§ Data entries
━━━━

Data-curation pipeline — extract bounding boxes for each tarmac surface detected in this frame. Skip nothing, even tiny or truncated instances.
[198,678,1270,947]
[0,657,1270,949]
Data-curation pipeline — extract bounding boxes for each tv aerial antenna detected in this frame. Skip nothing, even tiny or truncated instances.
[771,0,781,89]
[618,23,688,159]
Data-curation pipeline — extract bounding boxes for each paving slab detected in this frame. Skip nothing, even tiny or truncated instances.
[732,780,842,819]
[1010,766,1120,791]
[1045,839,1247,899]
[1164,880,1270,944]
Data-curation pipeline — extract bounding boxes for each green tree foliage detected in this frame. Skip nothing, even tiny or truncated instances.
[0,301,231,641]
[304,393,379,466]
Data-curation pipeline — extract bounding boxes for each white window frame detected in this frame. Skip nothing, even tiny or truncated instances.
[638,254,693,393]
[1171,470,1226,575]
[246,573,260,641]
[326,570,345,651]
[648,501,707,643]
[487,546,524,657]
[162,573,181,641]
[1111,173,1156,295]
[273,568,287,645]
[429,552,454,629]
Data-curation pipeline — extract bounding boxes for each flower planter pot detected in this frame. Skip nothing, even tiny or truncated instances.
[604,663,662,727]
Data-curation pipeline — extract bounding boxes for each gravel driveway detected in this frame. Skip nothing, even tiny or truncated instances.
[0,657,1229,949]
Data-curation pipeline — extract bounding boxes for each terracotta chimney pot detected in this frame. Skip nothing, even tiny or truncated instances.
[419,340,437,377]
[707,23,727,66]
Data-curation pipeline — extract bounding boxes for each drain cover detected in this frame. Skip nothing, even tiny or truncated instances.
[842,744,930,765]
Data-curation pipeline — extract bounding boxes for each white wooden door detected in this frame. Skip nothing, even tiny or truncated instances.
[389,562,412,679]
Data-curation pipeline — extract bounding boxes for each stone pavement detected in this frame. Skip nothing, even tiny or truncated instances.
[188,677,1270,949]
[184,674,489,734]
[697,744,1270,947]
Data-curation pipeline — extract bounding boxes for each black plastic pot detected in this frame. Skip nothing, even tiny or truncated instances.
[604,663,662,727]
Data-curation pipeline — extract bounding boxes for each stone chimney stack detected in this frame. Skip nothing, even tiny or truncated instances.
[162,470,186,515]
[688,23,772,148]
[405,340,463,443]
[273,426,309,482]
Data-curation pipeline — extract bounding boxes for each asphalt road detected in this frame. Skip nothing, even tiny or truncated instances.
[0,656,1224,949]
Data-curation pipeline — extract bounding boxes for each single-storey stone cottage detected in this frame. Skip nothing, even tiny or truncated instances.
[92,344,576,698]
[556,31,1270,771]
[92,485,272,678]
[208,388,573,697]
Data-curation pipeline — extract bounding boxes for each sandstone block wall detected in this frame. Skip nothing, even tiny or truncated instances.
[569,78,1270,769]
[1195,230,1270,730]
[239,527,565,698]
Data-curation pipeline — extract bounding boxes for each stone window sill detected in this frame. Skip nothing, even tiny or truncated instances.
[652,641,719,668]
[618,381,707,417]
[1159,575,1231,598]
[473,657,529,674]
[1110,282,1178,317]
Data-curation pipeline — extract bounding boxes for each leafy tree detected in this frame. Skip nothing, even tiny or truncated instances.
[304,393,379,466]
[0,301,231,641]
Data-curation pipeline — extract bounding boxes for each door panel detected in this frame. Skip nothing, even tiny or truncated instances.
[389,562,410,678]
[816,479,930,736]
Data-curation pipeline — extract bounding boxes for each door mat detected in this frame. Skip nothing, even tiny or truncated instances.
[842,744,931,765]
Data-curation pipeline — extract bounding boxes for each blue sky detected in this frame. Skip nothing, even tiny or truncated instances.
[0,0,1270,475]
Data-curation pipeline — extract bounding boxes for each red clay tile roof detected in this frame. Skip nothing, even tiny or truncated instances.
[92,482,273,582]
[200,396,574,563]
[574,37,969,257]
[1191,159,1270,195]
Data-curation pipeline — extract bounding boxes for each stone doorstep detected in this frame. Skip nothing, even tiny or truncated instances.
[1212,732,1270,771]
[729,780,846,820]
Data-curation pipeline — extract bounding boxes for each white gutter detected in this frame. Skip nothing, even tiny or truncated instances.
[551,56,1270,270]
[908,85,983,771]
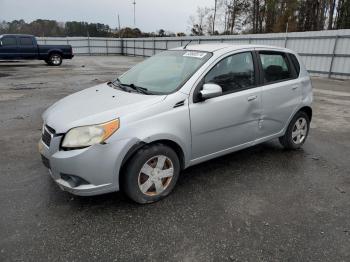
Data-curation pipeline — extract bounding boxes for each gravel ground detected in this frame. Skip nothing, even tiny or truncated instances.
[0,56,350,261]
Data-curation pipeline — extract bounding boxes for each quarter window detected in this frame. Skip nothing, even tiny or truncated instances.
[289,54,300,76]
[1,37,17,46]
[204,52,255,94]
[19,37,33,45]
[259,53,293,83]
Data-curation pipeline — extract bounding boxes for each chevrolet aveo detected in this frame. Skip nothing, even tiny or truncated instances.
[39,44,312,203]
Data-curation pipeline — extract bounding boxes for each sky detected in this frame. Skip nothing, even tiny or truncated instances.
[0,0,214,33]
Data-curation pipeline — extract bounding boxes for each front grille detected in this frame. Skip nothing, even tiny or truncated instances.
[41,155,51,169]
[41,128,51,147]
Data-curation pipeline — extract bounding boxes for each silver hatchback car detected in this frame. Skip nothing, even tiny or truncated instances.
[39,44,312,203]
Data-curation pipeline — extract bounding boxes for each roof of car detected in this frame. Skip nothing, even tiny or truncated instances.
[173,43,286,52]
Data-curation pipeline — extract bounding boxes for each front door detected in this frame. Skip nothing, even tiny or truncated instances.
[190,52,261,160]
[0,36,19,59]
[19,36,38,59]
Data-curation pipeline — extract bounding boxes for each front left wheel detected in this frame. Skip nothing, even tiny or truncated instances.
[122,144,180,204]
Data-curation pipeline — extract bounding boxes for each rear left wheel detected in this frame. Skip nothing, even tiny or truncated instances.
[279,111,310,149]
[122,144,180,204]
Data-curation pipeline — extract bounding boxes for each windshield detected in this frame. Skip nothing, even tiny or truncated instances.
[118,50,211,94]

━━━━

§ What is asked
Switch "cottage" to "house" in the stretch from the line containing "for each single-storey" through the line containing "[1110,282,1178,317]", leaving everything else unchanged. Give back only those lines.

§ Written reply
Data-curation pipeline — extract bounding boxes for each single-storey stone house detected in this frame. Skip nothing, even tiny or truncated instances.
[92,344,576,698]
[556,31,1270,771]
[92,485,272,678]
[208,388,573,697]
Data-curation pipeline — extract bounding boxes for each sandstone block wall detected in this frame. Skip nothing, even tiny or truncated instances.
[569,78,1270,769]
[1195,230,1270,730]
[239,527,565,698]
Data-curation pipeline — extract bounding boxes for each stone window sill detected in this frame. Skip nothing, even tiny or truncated instances.
[652,641,719,668]
[618,381,707,417]
[1159,575,1231,598]
[473,657,529,674]
[1110,282,1178,317]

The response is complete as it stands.